Copy the records below word for word, starting at the line that contains "Exercise. Mark the winding" and ending at the end of the records. Leave the pictures out of your answer.

====

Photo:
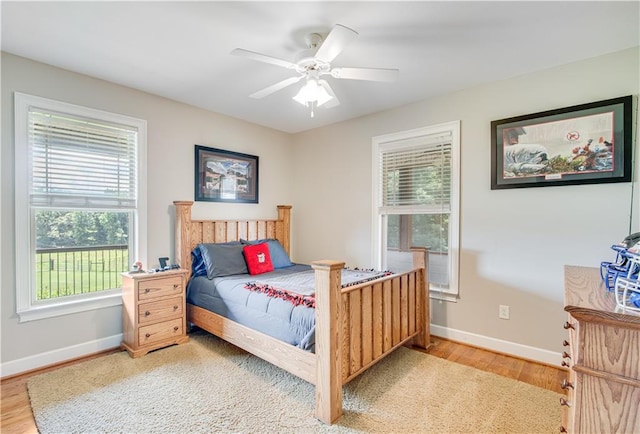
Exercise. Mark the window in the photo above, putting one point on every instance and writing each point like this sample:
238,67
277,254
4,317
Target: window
416,190
80,205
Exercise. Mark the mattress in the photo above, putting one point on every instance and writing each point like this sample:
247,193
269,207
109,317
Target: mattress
278,318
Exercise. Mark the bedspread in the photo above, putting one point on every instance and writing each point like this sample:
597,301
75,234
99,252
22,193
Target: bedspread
278,318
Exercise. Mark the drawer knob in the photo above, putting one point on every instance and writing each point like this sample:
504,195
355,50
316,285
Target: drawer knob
566,384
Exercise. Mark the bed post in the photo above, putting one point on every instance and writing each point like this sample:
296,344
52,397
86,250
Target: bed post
284,215
328,339
420,260
182,252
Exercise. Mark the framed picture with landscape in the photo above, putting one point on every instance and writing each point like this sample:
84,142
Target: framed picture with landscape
583,144
225,176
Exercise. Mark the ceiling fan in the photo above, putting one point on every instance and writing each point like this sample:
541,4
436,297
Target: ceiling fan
314,63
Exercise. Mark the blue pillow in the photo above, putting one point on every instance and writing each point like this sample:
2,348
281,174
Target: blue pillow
279,257
223,259
198,267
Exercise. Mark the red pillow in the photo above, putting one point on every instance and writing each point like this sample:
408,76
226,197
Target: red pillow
258,258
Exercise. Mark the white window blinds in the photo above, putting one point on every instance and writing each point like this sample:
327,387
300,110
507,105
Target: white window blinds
79,162
416,173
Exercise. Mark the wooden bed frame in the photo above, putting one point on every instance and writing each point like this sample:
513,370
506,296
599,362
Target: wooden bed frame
356,326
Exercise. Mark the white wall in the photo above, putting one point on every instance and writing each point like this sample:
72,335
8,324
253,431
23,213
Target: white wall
514,243
173,130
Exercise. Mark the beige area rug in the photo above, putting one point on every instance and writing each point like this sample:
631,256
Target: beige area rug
209,386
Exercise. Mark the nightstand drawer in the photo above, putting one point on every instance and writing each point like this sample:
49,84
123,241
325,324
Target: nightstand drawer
159,332
159,310
159,288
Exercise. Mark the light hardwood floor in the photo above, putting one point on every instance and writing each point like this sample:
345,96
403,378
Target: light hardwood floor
18,419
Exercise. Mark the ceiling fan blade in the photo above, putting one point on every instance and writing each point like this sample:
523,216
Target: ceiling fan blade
373,74
333,102
275,87
263,58
339,37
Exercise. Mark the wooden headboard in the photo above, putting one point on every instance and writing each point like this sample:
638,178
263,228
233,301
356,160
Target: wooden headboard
189,233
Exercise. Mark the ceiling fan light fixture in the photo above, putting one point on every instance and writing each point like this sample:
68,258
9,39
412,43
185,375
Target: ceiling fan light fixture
312,92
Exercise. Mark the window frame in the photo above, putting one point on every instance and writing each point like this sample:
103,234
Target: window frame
27,308
379,220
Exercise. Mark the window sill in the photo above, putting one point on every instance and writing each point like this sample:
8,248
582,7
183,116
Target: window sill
76,305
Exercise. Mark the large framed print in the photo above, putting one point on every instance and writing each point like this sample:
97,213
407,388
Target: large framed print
225,176
582,144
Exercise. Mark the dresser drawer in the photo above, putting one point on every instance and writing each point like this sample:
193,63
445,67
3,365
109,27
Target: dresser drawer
155,311
615,350
159,288
159,332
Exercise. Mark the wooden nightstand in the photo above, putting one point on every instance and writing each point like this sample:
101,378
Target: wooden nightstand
153,311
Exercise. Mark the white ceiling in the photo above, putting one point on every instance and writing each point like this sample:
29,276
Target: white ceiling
180,50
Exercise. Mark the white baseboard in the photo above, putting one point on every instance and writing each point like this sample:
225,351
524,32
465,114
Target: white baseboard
49,358
498,345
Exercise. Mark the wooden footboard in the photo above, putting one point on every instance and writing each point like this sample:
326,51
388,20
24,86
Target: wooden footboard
359,325
356,326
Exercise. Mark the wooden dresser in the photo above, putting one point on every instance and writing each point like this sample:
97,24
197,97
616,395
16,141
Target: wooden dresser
153,310
603,353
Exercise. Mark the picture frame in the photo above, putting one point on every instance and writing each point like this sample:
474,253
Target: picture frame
582,144
225,176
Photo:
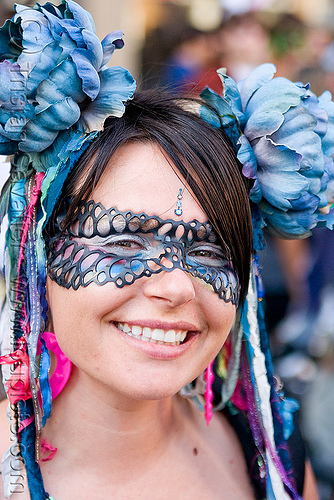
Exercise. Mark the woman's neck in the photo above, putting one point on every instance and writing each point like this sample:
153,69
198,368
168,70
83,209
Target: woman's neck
88,422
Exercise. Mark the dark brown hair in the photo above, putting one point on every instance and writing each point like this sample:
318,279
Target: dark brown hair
201,154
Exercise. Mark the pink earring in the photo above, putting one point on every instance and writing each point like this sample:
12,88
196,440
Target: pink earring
208,395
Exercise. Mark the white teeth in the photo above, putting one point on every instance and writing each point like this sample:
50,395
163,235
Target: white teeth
170,336
136,330
155,336
183,336
158,334
147,332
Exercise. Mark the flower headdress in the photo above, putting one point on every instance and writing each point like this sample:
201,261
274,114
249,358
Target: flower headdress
284,139
55,93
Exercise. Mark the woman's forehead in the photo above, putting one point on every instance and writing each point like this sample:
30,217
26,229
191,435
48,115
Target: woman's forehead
140,178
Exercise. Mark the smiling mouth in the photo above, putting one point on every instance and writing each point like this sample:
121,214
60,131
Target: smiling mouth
154,335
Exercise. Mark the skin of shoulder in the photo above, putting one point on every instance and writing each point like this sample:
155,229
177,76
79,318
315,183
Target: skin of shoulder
310,486
4,428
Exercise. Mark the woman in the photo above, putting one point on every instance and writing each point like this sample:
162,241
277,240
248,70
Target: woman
146,226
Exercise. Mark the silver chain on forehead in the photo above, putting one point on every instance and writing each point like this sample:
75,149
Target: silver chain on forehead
72,263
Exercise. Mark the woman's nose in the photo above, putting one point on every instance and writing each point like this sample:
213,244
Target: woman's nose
175,287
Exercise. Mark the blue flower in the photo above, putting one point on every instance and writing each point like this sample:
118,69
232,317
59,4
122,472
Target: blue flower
53,76
284,138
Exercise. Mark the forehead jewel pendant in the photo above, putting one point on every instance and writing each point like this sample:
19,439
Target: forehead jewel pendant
178,209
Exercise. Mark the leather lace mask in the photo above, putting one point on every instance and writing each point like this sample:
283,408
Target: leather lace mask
106,245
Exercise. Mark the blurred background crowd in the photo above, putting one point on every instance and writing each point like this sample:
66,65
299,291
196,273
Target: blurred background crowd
179,44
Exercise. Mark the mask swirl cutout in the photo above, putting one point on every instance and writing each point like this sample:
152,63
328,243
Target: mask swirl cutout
106,245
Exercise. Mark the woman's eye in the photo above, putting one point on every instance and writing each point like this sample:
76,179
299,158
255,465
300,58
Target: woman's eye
208,256
124,246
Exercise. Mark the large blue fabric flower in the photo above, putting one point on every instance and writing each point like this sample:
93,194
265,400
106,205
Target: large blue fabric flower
53,76
284,138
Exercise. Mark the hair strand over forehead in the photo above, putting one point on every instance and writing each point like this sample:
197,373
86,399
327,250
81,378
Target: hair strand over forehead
200,153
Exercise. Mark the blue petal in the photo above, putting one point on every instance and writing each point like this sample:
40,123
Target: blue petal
297,133
48,61
7,147
228,119
87,73
36,35
231,95
40,133
81,16
111,42
279,188
290,225
12,85
326,103
260,76
311,103
247,158
117,87
275,158
10,40
265,109
63,81
93,48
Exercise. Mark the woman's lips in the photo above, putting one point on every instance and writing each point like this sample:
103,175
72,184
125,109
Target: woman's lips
158,340
154,335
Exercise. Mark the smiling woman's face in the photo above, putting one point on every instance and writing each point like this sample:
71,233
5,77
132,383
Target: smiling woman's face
148,339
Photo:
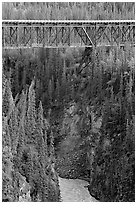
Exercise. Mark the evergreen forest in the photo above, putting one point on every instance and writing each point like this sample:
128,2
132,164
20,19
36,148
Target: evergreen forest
64,117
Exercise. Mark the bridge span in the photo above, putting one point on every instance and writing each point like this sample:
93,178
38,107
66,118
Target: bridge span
66,33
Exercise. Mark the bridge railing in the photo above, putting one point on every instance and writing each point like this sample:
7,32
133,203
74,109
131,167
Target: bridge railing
50,33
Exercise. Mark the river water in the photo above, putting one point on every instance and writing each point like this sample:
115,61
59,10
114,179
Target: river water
74,190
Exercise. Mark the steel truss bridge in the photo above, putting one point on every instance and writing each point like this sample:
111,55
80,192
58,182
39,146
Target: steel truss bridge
66,33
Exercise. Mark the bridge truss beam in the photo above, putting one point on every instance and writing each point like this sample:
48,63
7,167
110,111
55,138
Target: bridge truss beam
31,33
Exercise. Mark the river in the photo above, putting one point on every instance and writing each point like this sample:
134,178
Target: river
74,190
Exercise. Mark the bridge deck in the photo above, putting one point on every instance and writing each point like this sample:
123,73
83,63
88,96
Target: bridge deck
64,33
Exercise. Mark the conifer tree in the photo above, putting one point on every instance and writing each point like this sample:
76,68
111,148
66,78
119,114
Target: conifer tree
7,101
40,136
30,123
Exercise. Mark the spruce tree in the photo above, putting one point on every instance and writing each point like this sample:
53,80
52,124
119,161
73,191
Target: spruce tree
30,123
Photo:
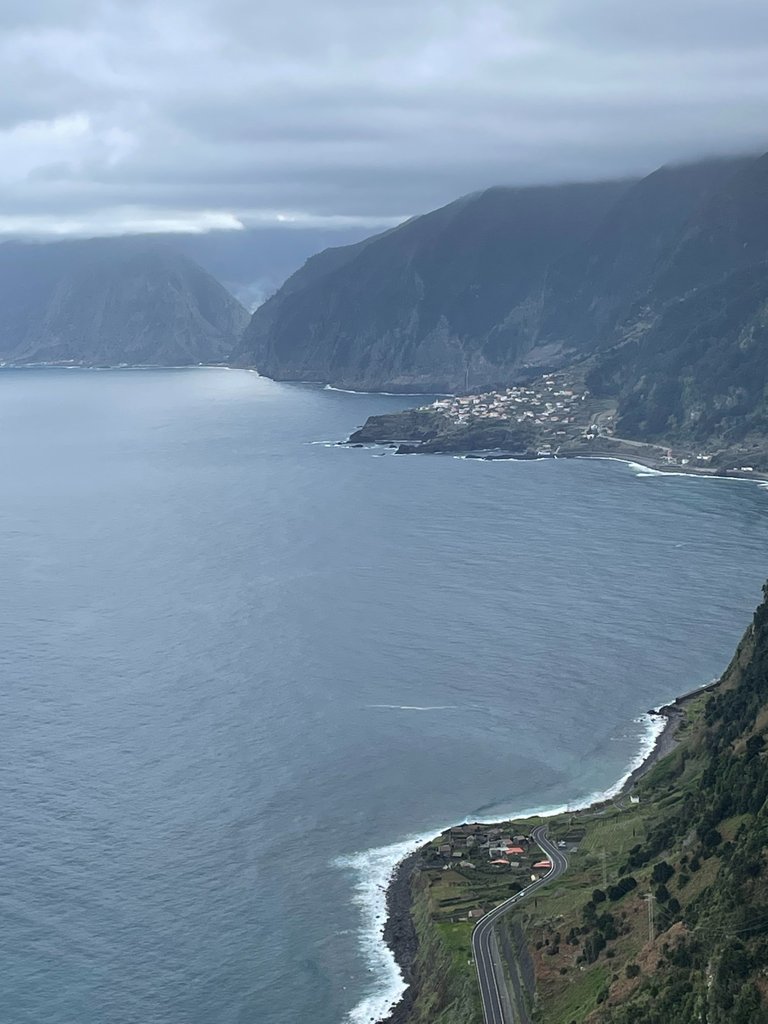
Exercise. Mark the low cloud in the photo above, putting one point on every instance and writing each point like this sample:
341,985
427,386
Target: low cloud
198,116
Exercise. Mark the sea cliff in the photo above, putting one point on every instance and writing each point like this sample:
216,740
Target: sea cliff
682,836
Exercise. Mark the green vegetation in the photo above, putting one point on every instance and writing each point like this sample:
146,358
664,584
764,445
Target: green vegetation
663,915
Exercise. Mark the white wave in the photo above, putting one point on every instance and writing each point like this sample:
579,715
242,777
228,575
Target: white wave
417,707
390,394
374,869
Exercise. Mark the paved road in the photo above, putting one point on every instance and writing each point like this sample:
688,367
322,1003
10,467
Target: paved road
489,972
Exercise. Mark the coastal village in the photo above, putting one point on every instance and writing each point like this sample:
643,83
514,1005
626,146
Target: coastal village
568,420
553,403
491,855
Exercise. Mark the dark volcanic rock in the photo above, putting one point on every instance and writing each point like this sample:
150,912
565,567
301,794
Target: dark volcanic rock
112,301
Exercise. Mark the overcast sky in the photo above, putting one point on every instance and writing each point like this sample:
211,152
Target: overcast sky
194,114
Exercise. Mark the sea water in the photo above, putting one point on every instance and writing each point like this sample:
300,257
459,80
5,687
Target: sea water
243,673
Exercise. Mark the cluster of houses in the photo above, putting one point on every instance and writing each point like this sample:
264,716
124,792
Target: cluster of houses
549,401
465,845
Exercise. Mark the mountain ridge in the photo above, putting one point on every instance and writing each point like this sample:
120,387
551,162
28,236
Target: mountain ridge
109,301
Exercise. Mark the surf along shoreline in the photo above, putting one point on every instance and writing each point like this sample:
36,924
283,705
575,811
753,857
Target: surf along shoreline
399,932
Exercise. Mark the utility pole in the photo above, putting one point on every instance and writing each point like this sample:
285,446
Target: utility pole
651,901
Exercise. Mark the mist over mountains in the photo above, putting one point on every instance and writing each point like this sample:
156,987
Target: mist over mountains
658,287
111,301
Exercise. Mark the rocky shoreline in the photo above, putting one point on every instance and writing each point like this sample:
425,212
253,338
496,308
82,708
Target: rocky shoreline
399,932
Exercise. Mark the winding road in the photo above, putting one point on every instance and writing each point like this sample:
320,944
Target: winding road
497,1007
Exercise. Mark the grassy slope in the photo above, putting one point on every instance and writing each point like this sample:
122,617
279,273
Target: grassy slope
696,842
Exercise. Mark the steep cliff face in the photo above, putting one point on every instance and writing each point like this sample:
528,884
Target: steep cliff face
112,301
694,361
446,300
462,297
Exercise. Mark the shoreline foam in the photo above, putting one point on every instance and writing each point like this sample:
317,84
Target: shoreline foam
377,871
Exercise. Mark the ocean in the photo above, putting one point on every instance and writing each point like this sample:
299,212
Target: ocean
244,670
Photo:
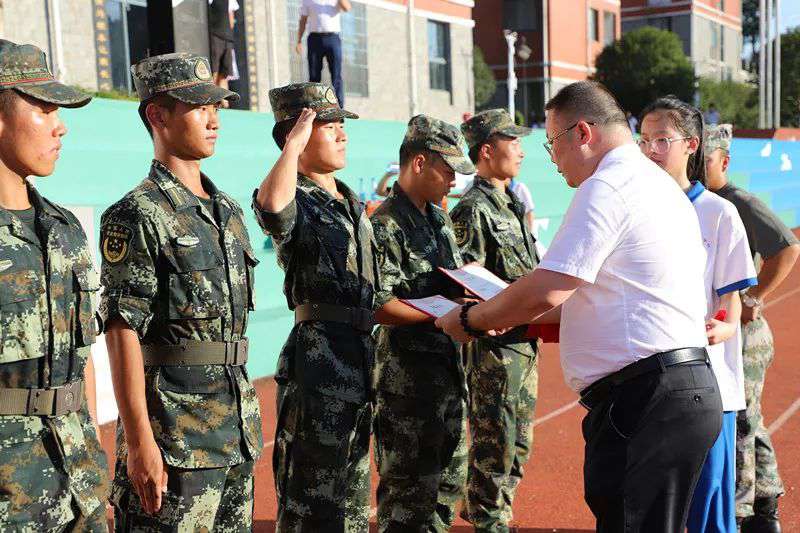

====

COMPLETE RESPONSE
Exercise. Mark the winding road in the photo above, putting one point on every instance and writing each point like this sample:
320,944
Target: winding road
497,1007
Exercise. Mark the grassy slope in the photo above, putting one point on every instance and writing each point like this sample:
122,617
279,273
Target: grassy slope
696,842
Exercise. Mark the steep cliff face in the photo above, putting one point on every instance and writing each point like this sample:
528,884
Target: steep cliff face
112,301
694,361
446,300
462,297
Exercise. Mark the shoreline foam in the photo above, putting one point on every instance and writing each point like this sample:
317,84
Target: shoreline foam
377,871
Exercise. Mark the ocean in the photo above, putting one point on every instance and writing each point like this sample:
299,212
Target: ocean
244,670
Photo:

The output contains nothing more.